_Data extracts:_

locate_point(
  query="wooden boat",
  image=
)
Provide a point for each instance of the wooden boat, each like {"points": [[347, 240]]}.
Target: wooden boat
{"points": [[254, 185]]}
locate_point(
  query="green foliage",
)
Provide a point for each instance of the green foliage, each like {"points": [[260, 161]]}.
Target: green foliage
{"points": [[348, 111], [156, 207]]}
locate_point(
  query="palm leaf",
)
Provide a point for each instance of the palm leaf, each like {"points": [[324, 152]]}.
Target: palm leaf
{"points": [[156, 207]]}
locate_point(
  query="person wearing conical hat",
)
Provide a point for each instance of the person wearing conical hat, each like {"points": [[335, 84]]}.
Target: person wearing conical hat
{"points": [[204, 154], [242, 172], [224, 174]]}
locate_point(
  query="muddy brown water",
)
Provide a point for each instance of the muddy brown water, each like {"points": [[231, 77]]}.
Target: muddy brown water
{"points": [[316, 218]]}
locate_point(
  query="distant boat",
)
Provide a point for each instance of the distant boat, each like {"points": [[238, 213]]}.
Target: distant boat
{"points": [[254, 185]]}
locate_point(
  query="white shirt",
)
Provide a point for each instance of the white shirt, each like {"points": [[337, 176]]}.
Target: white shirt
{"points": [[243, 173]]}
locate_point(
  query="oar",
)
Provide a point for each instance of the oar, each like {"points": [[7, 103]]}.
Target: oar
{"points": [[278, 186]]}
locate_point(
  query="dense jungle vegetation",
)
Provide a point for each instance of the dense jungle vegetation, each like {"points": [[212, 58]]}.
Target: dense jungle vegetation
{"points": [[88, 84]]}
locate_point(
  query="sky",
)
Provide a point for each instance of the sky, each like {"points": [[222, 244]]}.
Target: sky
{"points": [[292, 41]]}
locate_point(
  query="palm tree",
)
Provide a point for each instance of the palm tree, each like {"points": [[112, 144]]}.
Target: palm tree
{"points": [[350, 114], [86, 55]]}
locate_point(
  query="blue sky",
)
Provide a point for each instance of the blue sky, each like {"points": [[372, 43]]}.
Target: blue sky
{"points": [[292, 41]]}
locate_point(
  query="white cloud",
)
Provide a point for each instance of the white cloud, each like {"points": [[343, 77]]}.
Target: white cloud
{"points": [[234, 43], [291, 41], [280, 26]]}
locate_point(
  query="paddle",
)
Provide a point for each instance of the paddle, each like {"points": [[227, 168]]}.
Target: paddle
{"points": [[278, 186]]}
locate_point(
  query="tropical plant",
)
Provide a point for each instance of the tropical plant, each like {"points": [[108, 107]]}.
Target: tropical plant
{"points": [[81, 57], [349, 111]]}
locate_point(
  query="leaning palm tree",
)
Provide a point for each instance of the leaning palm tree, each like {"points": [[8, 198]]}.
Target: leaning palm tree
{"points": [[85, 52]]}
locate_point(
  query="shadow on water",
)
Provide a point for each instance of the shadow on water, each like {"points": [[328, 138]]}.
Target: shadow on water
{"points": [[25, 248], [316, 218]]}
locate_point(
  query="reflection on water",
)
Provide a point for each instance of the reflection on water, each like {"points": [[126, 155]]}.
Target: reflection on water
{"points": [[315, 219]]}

* * *

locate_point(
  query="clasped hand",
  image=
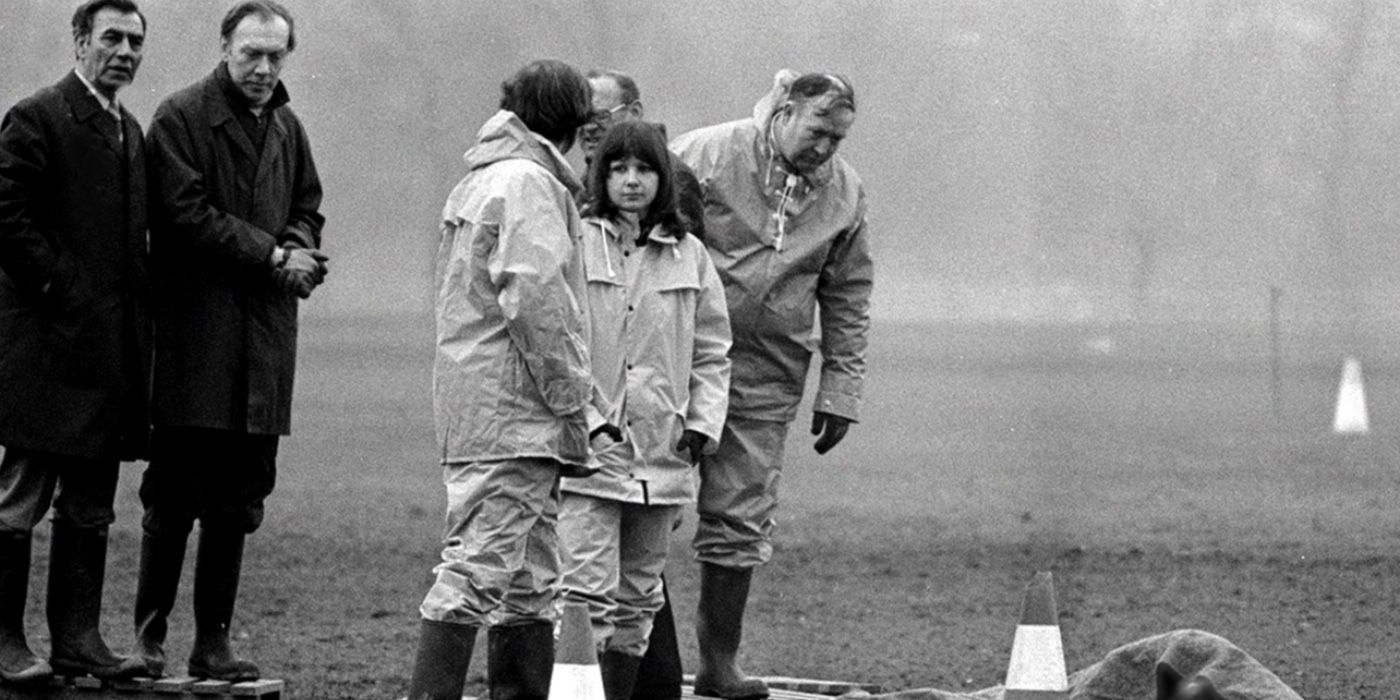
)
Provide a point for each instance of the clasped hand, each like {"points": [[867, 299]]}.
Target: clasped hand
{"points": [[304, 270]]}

_Goal of the exercise:_
In your answer, include only the lines above starting at the line that holds "Provide a point for each instance of the palm tree, each" and ending at the line that holds "Provide a point for each instance of the paddle, each", copied exactly.

_Result:_
Provide a point for each instance of the palm tree, each like {"points": [[112, 144]]}.
Target: palm tree
{"points": [[350, 114], [86, 55]]}
locate_point(
  query="blue sky",
)
Provide a point for each instance of the blue sky, each like {"points": [[372, 43]]}.
Target: blue sky
{"points": [[292, 41]]}
locate_point(
  query="white cloud",
)
Provide a point for each instance of the white cloud, each like {"points": [[343, 77]]}.
Target: white cloud
{"points": [[234, 43], [291, 41], [280, 26]]}
locate_point(
  query="paddle",
)
Provide a point for each instance of the paddle, each like {"points": [[227, 168]]}.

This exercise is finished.